§ **What to produce**: Check every line in the listing below for "doorway". Copy the ones where it occurs.

= = = = =

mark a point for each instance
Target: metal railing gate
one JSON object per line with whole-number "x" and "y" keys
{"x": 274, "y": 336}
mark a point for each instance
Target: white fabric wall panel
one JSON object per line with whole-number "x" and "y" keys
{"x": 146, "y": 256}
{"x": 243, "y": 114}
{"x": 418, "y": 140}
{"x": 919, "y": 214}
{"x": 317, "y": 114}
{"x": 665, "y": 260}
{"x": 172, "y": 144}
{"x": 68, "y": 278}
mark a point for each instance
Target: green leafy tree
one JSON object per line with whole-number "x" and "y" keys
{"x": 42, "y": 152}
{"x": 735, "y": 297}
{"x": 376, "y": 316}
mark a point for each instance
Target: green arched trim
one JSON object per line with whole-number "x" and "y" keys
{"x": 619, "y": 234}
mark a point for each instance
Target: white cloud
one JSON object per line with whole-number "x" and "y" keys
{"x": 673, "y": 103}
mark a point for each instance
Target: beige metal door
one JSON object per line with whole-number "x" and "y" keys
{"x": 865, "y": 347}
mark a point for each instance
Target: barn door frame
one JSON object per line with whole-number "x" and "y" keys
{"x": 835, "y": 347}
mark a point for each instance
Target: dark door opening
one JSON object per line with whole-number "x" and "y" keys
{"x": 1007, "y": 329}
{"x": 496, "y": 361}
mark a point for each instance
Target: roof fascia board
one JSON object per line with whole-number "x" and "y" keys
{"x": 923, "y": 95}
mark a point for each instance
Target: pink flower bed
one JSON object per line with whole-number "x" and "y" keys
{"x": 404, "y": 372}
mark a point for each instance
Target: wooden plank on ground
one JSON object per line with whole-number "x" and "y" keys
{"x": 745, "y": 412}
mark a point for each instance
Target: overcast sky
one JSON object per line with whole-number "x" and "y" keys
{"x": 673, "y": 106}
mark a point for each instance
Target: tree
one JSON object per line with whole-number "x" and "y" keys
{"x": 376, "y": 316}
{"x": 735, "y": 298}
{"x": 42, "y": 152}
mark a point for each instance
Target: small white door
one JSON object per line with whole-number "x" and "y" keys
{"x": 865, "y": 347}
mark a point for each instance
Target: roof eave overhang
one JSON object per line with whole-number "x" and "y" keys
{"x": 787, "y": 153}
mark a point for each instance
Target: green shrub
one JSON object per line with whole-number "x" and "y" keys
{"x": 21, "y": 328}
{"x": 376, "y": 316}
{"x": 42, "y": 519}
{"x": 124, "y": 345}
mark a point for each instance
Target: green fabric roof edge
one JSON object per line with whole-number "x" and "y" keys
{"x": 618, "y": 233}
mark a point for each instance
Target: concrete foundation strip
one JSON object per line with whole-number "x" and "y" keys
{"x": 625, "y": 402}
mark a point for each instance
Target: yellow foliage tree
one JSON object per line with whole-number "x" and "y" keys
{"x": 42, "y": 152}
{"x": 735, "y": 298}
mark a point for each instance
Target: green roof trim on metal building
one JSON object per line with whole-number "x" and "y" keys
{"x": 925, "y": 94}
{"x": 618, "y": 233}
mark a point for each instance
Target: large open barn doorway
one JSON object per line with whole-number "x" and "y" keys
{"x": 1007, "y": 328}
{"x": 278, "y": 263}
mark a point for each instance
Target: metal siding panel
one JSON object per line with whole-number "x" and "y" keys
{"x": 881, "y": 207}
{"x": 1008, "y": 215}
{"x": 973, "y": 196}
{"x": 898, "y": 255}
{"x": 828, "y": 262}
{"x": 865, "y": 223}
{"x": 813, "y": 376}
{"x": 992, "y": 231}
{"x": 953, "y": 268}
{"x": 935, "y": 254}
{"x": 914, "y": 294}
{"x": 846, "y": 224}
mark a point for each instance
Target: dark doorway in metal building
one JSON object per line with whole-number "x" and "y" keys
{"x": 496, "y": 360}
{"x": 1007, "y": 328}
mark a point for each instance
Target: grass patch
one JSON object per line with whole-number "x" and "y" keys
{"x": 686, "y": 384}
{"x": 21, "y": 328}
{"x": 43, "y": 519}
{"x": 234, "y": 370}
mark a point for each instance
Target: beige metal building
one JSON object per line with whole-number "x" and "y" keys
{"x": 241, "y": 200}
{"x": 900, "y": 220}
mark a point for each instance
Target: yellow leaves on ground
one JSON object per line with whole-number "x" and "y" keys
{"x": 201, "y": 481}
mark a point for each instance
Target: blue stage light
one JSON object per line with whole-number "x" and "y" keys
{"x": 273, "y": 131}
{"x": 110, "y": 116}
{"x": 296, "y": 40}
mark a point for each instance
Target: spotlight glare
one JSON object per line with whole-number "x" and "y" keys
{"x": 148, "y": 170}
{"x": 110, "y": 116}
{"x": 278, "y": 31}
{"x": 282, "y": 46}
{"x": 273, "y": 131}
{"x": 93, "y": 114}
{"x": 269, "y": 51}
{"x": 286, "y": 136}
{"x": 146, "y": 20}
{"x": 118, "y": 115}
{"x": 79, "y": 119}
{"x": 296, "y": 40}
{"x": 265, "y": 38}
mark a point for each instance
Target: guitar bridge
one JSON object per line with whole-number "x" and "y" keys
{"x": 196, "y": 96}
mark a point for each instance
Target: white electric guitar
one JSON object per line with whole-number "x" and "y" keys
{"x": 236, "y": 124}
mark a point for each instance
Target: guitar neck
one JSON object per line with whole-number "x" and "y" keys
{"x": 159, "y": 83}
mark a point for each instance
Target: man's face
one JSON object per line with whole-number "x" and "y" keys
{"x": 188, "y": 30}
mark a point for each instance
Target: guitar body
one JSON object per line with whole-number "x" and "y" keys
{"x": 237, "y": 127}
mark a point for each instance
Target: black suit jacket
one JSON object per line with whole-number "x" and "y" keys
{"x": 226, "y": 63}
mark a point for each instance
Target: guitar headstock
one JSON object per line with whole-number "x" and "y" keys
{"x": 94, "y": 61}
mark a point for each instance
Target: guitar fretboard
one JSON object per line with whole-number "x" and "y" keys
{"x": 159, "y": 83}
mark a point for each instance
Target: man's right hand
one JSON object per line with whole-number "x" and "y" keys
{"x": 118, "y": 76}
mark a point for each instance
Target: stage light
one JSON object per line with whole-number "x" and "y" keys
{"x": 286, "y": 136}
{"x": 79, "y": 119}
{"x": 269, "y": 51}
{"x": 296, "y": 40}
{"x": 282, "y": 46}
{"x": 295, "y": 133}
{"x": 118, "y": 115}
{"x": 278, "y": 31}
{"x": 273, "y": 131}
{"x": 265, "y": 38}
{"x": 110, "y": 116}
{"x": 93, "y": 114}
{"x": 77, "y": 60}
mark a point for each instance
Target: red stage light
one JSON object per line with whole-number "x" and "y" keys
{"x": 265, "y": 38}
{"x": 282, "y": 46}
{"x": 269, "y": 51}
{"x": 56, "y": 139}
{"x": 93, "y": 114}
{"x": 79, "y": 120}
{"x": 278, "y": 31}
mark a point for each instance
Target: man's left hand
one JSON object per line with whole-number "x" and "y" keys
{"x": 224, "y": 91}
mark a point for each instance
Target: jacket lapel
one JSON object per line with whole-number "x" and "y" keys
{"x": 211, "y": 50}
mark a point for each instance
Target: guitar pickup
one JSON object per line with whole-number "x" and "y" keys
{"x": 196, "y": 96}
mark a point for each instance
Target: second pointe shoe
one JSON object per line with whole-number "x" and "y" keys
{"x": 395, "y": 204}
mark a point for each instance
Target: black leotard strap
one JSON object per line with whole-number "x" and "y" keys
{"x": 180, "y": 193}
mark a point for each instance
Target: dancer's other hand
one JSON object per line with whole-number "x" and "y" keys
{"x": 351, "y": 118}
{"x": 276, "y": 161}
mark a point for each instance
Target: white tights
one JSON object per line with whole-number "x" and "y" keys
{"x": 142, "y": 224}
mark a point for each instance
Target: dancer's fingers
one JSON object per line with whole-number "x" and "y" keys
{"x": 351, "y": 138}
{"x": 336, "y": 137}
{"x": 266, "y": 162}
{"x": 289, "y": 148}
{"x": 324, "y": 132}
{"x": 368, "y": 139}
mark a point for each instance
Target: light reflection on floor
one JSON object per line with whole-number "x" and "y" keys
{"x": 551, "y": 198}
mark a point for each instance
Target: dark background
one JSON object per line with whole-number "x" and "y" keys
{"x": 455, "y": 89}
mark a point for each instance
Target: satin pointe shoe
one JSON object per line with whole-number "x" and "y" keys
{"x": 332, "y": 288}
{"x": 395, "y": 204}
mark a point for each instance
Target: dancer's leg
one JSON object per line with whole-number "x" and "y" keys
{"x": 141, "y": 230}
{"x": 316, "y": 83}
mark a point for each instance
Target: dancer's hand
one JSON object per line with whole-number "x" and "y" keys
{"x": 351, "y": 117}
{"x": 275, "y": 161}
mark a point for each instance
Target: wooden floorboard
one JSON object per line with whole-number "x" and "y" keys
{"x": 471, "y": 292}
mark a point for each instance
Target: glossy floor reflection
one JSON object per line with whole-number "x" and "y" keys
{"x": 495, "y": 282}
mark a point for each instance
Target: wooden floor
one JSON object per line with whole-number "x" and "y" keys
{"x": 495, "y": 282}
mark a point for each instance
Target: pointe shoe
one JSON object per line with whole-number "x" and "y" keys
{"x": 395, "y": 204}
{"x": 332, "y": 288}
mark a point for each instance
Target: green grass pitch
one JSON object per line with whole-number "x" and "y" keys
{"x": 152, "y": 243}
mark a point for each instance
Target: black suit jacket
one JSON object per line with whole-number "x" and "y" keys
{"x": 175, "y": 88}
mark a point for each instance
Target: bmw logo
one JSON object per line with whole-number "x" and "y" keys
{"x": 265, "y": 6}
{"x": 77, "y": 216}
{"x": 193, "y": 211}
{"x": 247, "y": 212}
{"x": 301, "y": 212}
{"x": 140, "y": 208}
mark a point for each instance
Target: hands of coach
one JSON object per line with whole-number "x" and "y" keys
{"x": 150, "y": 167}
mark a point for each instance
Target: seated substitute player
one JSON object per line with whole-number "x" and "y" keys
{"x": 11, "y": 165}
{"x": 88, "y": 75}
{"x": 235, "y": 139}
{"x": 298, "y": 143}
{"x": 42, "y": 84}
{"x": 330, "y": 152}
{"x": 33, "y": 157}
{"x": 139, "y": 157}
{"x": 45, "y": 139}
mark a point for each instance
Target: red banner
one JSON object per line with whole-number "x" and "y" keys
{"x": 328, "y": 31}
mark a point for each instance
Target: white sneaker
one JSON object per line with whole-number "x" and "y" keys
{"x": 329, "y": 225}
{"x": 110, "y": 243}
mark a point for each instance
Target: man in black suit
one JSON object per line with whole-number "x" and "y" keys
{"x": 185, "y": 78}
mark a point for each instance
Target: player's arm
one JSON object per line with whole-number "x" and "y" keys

= = = = =

§ **Answer section**:
Target: large open barn doorway
Target: dark doorway in metal building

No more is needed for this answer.